• **Data**
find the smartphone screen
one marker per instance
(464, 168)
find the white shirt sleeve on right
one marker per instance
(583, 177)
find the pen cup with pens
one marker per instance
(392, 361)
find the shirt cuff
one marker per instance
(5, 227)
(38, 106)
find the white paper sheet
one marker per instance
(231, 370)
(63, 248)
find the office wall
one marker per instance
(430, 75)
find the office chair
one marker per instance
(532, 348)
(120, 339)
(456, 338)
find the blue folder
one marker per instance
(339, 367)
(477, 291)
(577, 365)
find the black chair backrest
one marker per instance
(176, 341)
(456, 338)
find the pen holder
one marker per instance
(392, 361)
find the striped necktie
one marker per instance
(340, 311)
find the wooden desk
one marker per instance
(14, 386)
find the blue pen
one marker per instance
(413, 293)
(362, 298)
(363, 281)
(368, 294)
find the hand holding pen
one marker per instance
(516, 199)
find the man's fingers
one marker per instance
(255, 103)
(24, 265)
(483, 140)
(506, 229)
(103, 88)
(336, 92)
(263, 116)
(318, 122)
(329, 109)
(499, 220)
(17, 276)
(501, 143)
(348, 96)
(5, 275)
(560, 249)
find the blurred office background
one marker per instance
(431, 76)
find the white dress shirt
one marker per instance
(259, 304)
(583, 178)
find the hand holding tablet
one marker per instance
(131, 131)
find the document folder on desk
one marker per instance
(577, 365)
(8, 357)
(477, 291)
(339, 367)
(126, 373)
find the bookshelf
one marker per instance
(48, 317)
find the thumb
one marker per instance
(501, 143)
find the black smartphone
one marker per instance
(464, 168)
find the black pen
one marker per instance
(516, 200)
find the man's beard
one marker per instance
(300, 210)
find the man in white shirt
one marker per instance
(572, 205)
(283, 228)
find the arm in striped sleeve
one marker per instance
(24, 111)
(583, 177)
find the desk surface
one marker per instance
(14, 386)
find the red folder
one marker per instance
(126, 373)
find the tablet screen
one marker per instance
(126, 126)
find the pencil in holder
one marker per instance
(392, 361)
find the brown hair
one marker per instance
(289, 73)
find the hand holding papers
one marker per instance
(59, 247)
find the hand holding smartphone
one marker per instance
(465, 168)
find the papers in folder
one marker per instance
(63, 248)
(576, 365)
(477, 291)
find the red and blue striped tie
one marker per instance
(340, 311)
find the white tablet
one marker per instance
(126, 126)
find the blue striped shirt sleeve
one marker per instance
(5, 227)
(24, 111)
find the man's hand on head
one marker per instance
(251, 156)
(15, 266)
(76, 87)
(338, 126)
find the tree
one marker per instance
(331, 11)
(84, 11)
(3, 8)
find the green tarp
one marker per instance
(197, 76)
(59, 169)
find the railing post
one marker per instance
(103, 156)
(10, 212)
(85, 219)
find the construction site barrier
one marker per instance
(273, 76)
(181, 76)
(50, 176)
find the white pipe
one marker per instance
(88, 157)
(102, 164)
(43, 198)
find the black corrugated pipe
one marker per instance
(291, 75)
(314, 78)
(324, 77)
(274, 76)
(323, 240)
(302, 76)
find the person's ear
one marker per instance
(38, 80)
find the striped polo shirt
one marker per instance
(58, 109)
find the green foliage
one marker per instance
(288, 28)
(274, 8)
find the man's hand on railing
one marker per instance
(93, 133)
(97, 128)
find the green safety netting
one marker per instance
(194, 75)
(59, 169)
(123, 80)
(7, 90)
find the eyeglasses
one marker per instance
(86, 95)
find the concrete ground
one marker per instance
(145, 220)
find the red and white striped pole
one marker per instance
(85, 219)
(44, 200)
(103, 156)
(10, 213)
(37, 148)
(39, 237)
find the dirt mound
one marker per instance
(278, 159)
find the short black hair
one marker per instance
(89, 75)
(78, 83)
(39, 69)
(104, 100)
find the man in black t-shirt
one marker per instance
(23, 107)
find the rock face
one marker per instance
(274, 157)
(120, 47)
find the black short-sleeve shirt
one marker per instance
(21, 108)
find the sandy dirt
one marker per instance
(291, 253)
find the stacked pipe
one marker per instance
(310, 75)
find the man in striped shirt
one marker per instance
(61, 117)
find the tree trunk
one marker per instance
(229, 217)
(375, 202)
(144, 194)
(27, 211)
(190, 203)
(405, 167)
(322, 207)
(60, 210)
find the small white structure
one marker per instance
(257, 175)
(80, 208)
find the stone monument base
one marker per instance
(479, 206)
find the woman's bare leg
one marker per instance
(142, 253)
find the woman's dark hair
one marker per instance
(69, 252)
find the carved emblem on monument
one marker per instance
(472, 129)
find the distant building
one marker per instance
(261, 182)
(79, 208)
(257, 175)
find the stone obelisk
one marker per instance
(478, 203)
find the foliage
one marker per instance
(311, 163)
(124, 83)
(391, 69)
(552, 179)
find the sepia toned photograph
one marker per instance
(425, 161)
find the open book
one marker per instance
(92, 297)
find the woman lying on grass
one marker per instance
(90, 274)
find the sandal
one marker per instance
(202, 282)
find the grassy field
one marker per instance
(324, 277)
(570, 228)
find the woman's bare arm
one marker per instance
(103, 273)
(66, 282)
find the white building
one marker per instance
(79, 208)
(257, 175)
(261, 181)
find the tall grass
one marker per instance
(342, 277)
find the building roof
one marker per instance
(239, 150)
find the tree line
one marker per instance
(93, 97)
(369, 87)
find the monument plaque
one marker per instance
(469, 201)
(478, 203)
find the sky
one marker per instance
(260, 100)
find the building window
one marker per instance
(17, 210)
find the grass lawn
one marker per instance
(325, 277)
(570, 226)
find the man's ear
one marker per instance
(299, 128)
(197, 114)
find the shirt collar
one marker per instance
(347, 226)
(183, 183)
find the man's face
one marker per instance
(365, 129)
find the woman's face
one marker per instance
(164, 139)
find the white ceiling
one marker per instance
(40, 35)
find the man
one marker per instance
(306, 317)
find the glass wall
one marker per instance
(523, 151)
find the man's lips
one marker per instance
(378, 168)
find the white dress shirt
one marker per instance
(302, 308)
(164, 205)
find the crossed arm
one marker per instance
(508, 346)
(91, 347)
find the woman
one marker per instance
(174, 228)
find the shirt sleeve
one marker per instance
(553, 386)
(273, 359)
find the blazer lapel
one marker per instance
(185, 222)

• **Written exercise**
Output all of the rows above as a numbered list, omitting any blank lines.

• **Response for this exercise**
1. find the smartphone screen
2. one marker per instance
3. (464, 168)
4. find the white shirt sleeve on right
5. one marker per instance
6. (583, 177)
7. find the pen cup with pens
8. one marker per instance
9. (392, 361)
10. find the shirt cuff
11. one marker per instance
12. (5, 227)
13. (38, 106)
14. find the white paper sheet
15. one marker per instance
16. (231, 370)
17. (63, 248)
18. find the office wall
19. one marker per instance
20. (430, 75)
21. find the office chair
22. one marker per instance
23. (532, 348)
24. (120, 339)
25. (456, 338)
26. find the blue folder
27. one marker per instance
28. (339, 367)
29. (477, 291)
30. (577, 365)
31. find the black chair backrest
32. one marker per instance
33. (176, 341)
34. (456, 338)
35. find the pen holder
36. one marker per instance
37. (392, 361)
38. find the striped necktie
39. one marker per instance
40. (340, 311)
41. find the wooden desk
42. one marker per instance
43. (14, 386)
44. find the blue pen
45. one marker per instance
46. (413, 293)
47. (362, 298)
48. (363, 281)
49. (368, 294)
50. find the hand holding pen
51. one marker per instance
52. (516, 199)
53. find the man's fingers
54. one marker per instance
55. (255, 103)
56. (24, 265)
57. (483, 140)
58. (506, 229)
59. (103, 88)
60. (336, 92)
61. (263, 116)
62. (318, 122)
63. (329, 109)
64. (499, 220)
65. (17, 276)
66. (501, 143)
67. (348, 96)
68. (5, 275)
69. (560, 249)
70. find the blurred office background
71. one marker per instance
72. (431, 76)
73. find the white dress shirt
74. one marker per instance
75. (259, 304)
76. (583, 178)
77. find the hand holding tablet
78. one marker per instance
79. (131, 131)
80. find the document folder on desk
81. one marker per instance
82. (577, 365)
83. (8, 357)
84. (477, 291)
85. (339, 367)
86. (126, 373)
87. find the bookshelf
88. one marker per instance
89. (48, 317)
90. find the thumb
91. one marker per instance
92. (501, 143)
93. find the black smartphone
94. one marker per instance
95. (464, 168)
96. find the black pen
97. one marker per instance
98. (516, 200)
99. find the man's beard
100. one marker per instance
101. (300, 210)
102. find the man in white shirt
103. one marker per instance
104. (572, 205)
105. (283, 228)
106. find the arm in striped sleeve
107. one marker per instance
108. (24, 111)
109. (583, 177)
110. find the desk surface
111. one marker per instance
112. (14, 386)
113. find the red folder
114. one marker per instance
115. (126, 373)
116. find the tablet screen
117. one marker per instance
118. (126, 126)
119. find the pencil in holder
120. one marker per instance
121. (392, 361)
122. find the brown hair
123. one marker per instance
124. (289, 73)
125. find the hand holding papers
126. one marker per instance
127. (59, 247)
128. find the hand holding smartphone
129. one marker per instance
130. (465, 168)
131. find the papers in folder
132. one marker per instance
133. (63, 248)
134. (576, 365)
135. (477, 291)
136. find the red and blue striped tie
137. one marker per instance
138. (340, 311)
139. find the white tablet
140. one marker per instance
141. (126, 126)
142. find the blue striped shirt sleeve
143. one marker per instance
144. (5, 227)
145. (24, 111)
146. find the man's hand on head
147. one marker per instance
148. (251, 156)
149. (15, 266)
150. (76, 87)
151. (338, 126)
152. find the tree
153. one marker per instance
154. (331, 11)
155. (84, 11)
156. (3, 8)
157. find the green tarp
158. one marker per instance
159. (197, 76)
160. (59, 169)
161. find the railing post
162. one marker per instance
163. (103, 156)
164. (10, 212)
165. (85, 219)
166. find the construction site barrier
167. one marker per instance
168. (273, 76)
169. (181, 76)
170. (50, 176)
171. find the white pipe
172. one marker per instance
173. (88, 157)
174. (102, 164)
175. (43, 198)
176. find the black corrugated pipe
177. one marker per instance
178. (291, 75)
179. (314, 78)
180. (324, 77)
181. (274, 76)
182. (323, 240)
183. (302, 76)
184. find the person's ear
185. one marker per instance
186. (38, 80)
187. find the striped polo shirt
188. one marker per instance
189. (58, 109)
190. find the green foliage
191. one marker per instance
192. (288, 28)
193. (274, 8)
194. find the man's hand on railing
195. one marker per instance
196. (93, 133)
197. (97, 128)
198. find the green safety netting
199. one marker per instance
200. (194, 75)
201. (59, 169)
202. (123, 80)
203. (7, 90)
204. find the eyeglasses
205. one marker per instance
206. (86, 95)
207. find the concrete ground
208. one marker per instance
209. (145, 220)
210. find the red and white striped pole
211. one marker per instance
212. (85, 219)
213. (44, 200)
214. (103, 156)
215. (10, 213)
216. (37, 148)
217. (39, 237)
218. find the dirt mound
219. one marker per instance
220. (278, 159)
221. find the short black hair
222. one marker per instance
223. (89, 75)
224. (78, 83)
225. (39, 69)
226. (104, 100)
227. find the man in black t-shirt
228. one marker per instance
229. (23, 107)
230. find the rock face
231. one marker per instance
232. (274, 157)
233. (120, 47)
234. find the black short-sleeve shirt
235. one marker per instance
236. (21, 108)
237. find the sandy dirt
238. one marker per instance
239. (291, 253)
240. find the stacked pipe
241. one marker per instance
242. (310, 75)
243. find the man in striped shirt
244. one marker per instance
245. (61, 117)
246. find the tree trunk
247. one marker per instance
248. (229, 217)
249. (375, 202)
250. (144, 194)
251. (27, 211)
252. (190, 203)
253. (405, 167)
254. (322, 207)
255. (60, 210)
256. find the small white structure
257. one marker per instance
258. (257, 175)
259. (80, 208)
260. find the stone monument base
261. one marker per instance
262. (479, 206)
263. find the woman's bare leg
264. one marker per instance
265. (142, 253)
266. find the woman's dark hair
267. one marker per instance
268. (69, 252)
269. find the carved emblem on monument
270. one marker per instance
271. (472, 129)
272. find the distant building
273. one marker per instance
274. (261, 182)
275. (79, 208)
276. (257, 175)
277. find the stone obelisk
278. one marker per instance
279. (478, 203)
280. find the foliage
281. one marker per instance
282. (311, 163)
283. (124, 83)
284. (391, 69)
285. (552, 179)
286. find the sepia toned photograph
287. one marker per instance
288. (425, 161)
289. find the open book
290. one marker per instance
291. (92, 297)
292. find the woman lying on grass
293. one marker per instance
294. (90, 274)
295. find the sandal
296. one marker per instance
297. (202, 282)
298. find the grassy field
299. one marker per instance
300. (324, 277)
301. (570, 228)
302. find the woman's bare arm
303. one marker per instance
304. (103, 273)
305. (66, 282)
306. find the white building
307. one marker per instance
308. (79, 208)
309. (257, 175)
310. (261, 181)
311. find the tall grass
312. one marker per instance
313. (342, 277)
314. find the building roof
315. one marker per instance
316. (239, 150)
317. find the tree line
318. one marker per instance
319. (93, 97)
320. (369, 87)
321. find the monument plaque
322. one marker per instance
323. (469, 201)
324. (478, 203)
325. find the sky
326. one marker per instance
327. (260, 100)
328. find the building window
329. one marker per instance
330. (17, 210)
331. find the grass lawn
332. one marker per instance
333. (325, 277)
334. (570, 226)
335. find the man's ear
336. one marker per instance
337. (299, 128)
338. (197, 114)
339. find the shirt collar
340. one marker per instance
341. (347, 226)
342. (183, 183)
343. find the man's face
344. one marker per instance
345. (365, 129)
346. find the woman's face
347. one marker per instance
348. (164, 139)
349. find the white ceiling
350. one marker per instance
351. (40, 35)
352. find the man
353. one marker per instance
354. (306, 317)
355. find the glass wall
356. one marker per instance
357. (523, 151)
358. find the man's lips
359. one marker per instance
360. (378, 168)
361. find the white dress shirt
362. one marker per instance
363. (302, 308)
364. (164, 205)
365. find the crossed arm
366. one marker per instance
367. (508, 346)
368. (91, 347)
369. find the woman
370. one marker per instance
371. (174, 228)
372. find the shirt sleeve
373. one marker per instance
374. (553, 386)
375. (273, 359)
376. find the blazer lapel
377. one marker per instance
378. (185, 222)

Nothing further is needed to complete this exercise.